Page text
B&O Tech: It’s lonely at the top

#36 in a series of articles about the technology behind Bang & Olufsen loudspeakers

 

“In all affairs it’s a healthy thing now and then to hang a question mark on the things you have long taken for granted.”

-Bertrand Russell

 

If you were to get your hands on Harry Potter’s invisibility cloak and you were to walk into the acoustics department at Bang & Olufsen and eavesdrop on conversations, you’d sometimes be amazed at some of the questions we ask each other. That’s particularly true when we’re working on a new concept, because, if the concept is new, then it’s also new for us. The good thing is that all of my colleagues (and I) are ready and willing at any time to ask what might be considered to be a stupid (or at least a very basic) question.

One of those questions that we asked each other recently seemed like a basic one – why do we always put the tweeter on the top? It seems like there are very few loudspeakers that don’t do this (of course, there are exceptions – take the BeoLab Penta, for example, which has the tweeter in the middle). However, more often than not, when we (and most other people) make a loudspeaker, we put the loudspeaker drivers in ascending order of frequency – woofers on the bottom, tweeters on the top. Maybe this is because woofers are heavier, and if you stand a BeoLab 5 on its head, it will fall over – but that’s not really the question we were asking…

The REAL question we were asking ourselves at the time was: if we were to build a multi-way loudspeaker – let’s say a 3-way, with a woofer, a midrange and a tweeter, and if the crossovers were such that the bulk of the “interesting” information (say, the vocal range) was coming from the midrange, then why would we not put the midrange at ear height and put the tweeter between it and the woofer? For example, imagine we made BeoLab 20 without an Acoustic Lens on top, would it be better to arrange the drivers like the version on the left of Figure 1 or the version on the right? Which one would sound better?

 

Figure 1: Two versions of a BeoLab 20-like loudspeaker with different driver arrangements.
Figure 1: Two versions of a BeoLab 20-like loudspeaker with different driver arrangements.

Goals
• A. According to the article on tweeter placement, which Bang & Olufsen loudspeaker is an exception that has its tweeter in the middle?
• B. Write the next part of the article on why tweeters sit at the top of loudspeakers, picking up after its final line.

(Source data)
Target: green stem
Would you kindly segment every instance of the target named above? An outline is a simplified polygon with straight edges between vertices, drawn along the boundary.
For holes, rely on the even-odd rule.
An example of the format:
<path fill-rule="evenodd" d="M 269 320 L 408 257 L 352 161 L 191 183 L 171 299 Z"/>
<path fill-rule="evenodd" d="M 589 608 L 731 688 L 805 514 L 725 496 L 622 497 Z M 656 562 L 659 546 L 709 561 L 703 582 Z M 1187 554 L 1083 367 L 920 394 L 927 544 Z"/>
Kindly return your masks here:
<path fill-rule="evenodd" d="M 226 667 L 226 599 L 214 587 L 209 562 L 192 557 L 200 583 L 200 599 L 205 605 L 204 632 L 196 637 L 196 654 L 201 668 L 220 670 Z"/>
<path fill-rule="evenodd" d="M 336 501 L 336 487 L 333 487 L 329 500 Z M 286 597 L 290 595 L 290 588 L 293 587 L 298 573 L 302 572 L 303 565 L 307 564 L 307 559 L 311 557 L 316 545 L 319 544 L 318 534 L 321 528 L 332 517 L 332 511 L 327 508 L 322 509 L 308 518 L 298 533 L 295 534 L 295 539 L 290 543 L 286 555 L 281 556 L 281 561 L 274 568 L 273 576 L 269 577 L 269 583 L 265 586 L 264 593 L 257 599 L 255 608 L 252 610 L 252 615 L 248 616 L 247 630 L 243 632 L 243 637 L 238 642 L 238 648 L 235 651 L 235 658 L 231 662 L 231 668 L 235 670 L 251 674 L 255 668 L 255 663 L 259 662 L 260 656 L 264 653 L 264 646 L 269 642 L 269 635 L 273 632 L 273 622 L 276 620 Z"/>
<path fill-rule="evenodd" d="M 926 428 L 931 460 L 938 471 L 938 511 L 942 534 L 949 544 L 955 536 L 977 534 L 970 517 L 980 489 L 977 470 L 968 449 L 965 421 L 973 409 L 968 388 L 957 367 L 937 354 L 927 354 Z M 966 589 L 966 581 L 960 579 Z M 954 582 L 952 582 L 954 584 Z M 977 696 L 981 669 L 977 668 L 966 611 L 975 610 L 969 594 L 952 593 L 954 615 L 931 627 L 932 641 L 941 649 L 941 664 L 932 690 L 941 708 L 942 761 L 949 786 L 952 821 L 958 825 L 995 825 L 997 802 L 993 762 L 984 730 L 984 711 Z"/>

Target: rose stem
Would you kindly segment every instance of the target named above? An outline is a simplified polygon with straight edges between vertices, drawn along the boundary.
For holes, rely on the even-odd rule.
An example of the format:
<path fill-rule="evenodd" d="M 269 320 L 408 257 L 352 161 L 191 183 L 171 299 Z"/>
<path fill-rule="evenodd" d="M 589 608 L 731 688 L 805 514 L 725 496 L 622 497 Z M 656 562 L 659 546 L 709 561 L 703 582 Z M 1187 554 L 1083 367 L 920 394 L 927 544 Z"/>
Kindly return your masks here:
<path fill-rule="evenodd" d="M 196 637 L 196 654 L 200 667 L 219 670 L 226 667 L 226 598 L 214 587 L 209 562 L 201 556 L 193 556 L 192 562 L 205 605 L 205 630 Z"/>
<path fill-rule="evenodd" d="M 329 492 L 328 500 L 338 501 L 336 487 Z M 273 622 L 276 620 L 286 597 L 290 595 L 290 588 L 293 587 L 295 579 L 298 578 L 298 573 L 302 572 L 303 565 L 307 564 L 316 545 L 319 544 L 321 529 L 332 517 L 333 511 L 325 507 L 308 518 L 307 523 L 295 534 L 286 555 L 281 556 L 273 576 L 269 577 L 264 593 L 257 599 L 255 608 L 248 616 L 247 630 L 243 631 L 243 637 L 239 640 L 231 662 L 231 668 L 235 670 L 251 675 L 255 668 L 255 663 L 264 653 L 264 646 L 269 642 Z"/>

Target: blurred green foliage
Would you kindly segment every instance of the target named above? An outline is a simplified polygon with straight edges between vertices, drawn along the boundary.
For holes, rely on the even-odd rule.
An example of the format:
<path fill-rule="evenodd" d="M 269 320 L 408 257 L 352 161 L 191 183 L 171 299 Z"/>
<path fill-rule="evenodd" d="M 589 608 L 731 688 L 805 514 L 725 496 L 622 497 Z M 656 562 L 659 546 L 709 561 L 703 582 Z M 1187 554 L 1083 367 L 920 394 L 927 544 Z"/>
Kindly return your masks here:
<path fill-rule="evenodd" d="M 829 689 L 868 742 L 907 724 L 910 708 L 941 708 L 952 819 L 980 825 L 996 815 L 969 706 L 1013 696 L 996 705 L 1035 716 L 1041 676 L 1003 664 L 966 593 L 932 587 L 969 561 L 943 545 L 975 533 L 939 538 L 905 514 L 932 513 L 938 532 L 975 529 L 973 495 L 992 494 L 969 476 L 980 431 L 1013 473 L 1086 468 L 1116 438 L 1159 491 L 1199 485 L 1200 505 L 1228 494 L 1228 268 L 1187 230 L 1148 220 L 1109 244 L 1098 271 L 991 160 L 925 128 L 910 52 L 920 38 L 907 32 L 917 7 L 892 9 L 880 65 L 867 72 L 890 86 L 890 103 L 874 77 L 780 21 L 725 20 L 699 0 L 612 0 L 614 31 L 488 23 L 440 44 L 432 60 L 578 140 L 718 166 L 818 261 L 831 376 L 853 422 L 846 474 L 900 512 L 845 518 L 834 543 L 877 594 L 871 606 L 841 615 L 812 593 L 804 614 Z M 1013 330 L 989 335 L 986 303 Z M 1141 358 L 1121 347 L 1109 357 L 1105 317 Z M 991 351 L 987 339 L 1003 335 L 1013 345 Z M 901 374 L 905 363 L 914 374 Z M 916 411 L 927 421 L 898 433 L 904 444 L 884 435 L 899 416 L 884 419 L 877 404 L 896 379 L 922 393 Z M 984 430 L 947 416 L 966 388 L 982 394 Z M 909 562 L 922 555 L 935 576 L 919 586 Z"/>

Outputs in order
• A. The BeoLab Penta.

• B.
After answering that question, there’s a second question would follow closely behind: how close together do the drivers with adjacent frequency bands (i.e. the woofer and the midrange or the tweeter and the midrange) have to be in order for them to sound like one thing? Of course, these two questions are inter-related. If your midrange and tweeter are so far apart that they sound like different sound sources, then you would probably be more interested in where the voice was coming from than where the cymbals were coming from…

Of course, step one in answering the second question could be to calculate/simulate the response of the loudspeaker, based on distance between drivers, the crossover frequency (and therefore the wavelengths of the frequency band we’re interested in), the slopes of the crossover filters, and so on. It would also be pretty easy to make a prototype model out of MDF, put the loudspeaker drivers in there, do the vertical directivity measurements of the system in the Cube, and see how well the theory matches reality.

However, the question we were really interested in was “but how would it sound?” – just to get a rough idea before going any further. And I have to stress here that we were really talking about getting a rough idea. What I’m about to describe to you is a little undertaking that we put together in a day – just to find out what would happen. This was not a big, scientifically-valid experiment using a large number of subjects and intensive statistics to evaluate the results. It was a couple of guys having a chat over coffee one morning when one of them said “I wonder what would happen if we put the midrange on top…” and then, off they went to a listening room to find out.

One thing we have learned in doing both “quick-n-dirty” listening comparisons and “real, scientifically valid listening tests” is that the placement of a loudspeaker in a room, has a huge effect on how the loudspeaker sounds. So, when we’re comparing two loudspeakers, we try to put them as close together as possible. So, we tried different versions of this. In the first, we took two pairs of loudspeakers, and put the left loudspeakers in each pair side-by-side, with one pair upside down and the other right-side up, as shown in Figure 2.

 

Figure X: Another arrangement of the loudspeakers used in the first part of the experiment.
Figure 2: One arrangement of the loudspeakers used in the first part of the experiment. “Pair A” is in black and “Pair B” is in red.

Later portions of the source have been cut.